##### Extracted data

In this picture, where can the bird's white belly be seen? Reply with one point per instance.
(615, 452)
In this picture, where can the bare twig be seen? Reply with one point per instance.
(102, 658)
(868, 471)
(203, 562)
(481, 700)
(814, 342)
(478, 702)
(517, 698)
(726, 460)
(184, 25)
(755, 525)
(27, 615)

##########

**Required action:** Retype the records above in full, exactly.

**Solution to the exercise:**
In this picture, where can the bird's white belly be seen? Reply with one point per instance.
(615, 452)
In this picture, where can the bare twig be seen? Reply with one point per instance.
(102, 658)
(868, 471)
(203, 562)
(481, 700)
(814, 342)
(478, 702)
(517, 698)
(726, 460)
(184, 25)
(755, 525)
(27, 615)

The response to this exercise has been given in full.